**Quoted passage**.
--- START ---

All I can think about is sammyclassicsonic fan when I hear 'Sonic'


----------



## n64king (Jul 1, 2014)

HAHAH YOU ALL RUINED IT!!!


----------



## Stalfos (Jul 1, 2014)

Every "Sonic"game after Sonic 3 & Knuckles sucks. Fact.


----------



## Waluigi (Jul 2, 2014)

Stalfos said:


> Every "Sonic"game after Sonic 3 & Knuckles sucks. Fact.



Not sure if being joking or stupid. If you are being serious, you cant just state opinion as fact.
If your joking though i can see

Sonic adventure 1 had its problems but is still a great game
SA2 is overrated but has brilliant graphics for 2001 and better gameplay
One game of sonic heroes is fun, just not 3 more
Sonic colours is packed with fun, just short
Generations 2d levels were ok
Lost world is dodgy but has fun levels in between.

--- END ---

**Data listing**.

--- START ---

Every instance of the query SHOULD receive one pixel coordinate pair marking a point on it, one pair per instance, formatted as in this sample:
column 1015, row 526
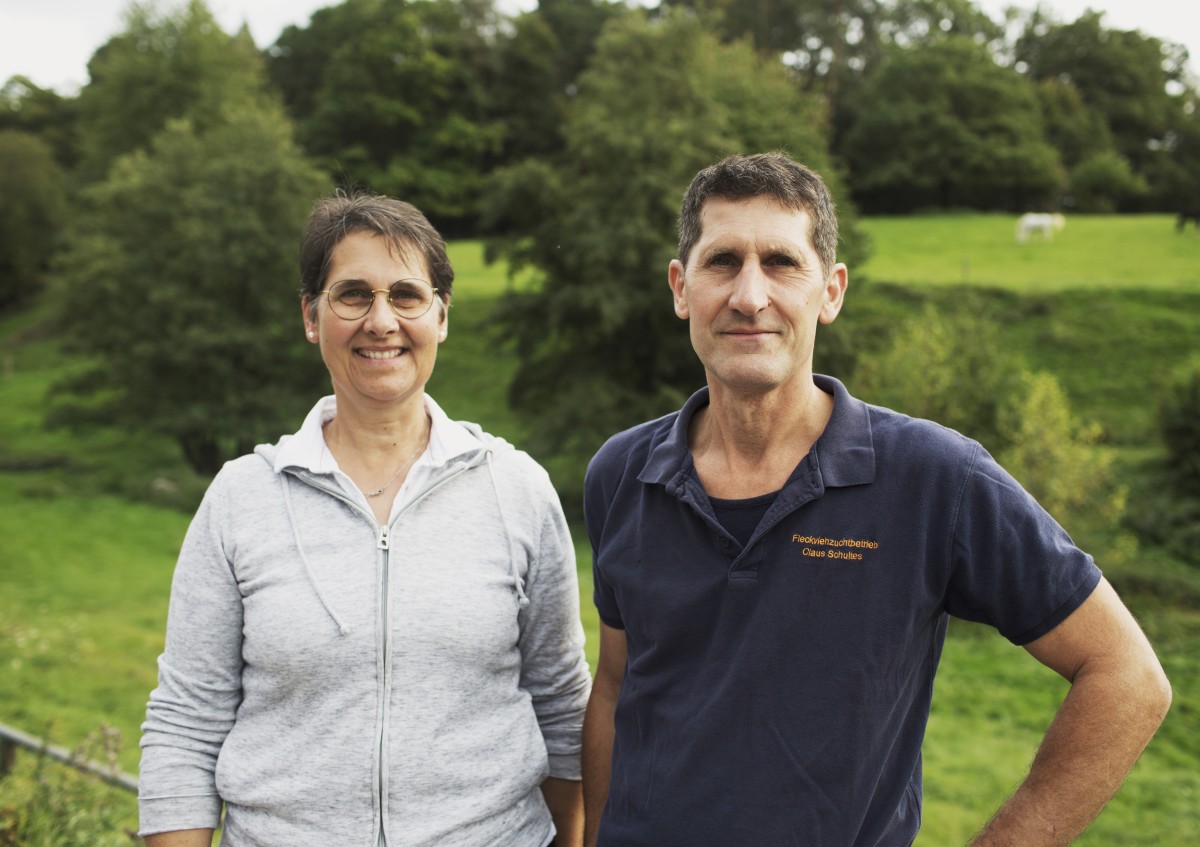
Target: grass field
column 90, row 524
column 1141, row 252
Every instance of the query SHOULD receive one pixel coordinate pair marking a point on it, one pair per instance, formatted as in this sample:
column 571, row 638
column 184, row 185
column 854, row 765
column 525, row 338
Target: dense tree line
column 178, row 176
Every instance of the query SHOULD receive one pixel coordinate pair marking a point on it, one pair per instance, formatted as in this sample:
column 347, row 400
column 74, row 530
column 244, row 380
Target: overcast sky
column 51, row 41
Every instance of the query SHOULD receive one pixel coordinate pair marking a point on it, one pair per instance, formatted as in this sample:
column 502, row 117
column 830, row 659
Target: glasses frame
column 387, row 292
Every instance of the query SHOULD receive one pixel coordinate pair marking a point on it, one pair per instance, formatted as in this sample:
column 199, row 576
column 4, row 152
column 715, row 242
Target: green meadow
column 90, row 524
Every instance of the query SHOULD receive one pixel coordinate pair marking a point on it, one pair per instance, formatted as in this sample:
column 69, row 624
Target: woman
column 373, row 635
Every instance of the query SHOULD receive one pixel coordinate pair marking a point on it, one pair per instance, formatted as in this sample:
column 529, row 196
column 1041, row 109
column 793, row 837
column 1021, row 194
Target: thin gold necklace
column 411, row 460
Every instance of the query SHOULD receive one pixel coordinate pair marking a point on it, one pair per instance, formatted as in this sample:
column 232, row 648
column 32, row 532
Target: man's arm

--- END ---

**Problem set**.
**A.** In the Sonic forum thread, which game does Waluigi call overrated but credit with brilliant graphics for 2001?
**B.** Extend the Sonic forum thread beyond its last line, "Lost world is dodgy but has fun levels in between."

**Expected outputs**.
**A.** SA2

**B.**
----------



## n64king (Jul 3, 2014)

SA2 is over rated cause people somehow missed SA1. It'd probably be about even if the community got around to 1 earlier. It feels like the GameCube and the PS2 are the only reasons people got into 2. I never hear anyone talk about the Dreamcast ones  Or not specifically anyway.


----------



## Bowie (Aug 21, 2014)

Bump.


----------



## Crazy-Gamer (Aug 21, 2014)

WHOS THE *********** WHO SAID THAT SA2 IS OVER RATED!!
jokeing


----------



## RainbowCherry (Aug 21, 2014)

*whispers* heeey everyone... i play mario AND sonic... shhhh... dont tell anyone.... *flees*


----------



## Earth Wolf-Howl (Aug 22, 2014)

I was a massive Sonic fans a few years back. I've kind of dropped out of the series now, but I'm considering trying out Sonic Boom once it's released. The gameplay looks amazing!

On another topic, am I the only Sonic fan who likes Sonic Unleashed? I've seen nothing but hatred for it.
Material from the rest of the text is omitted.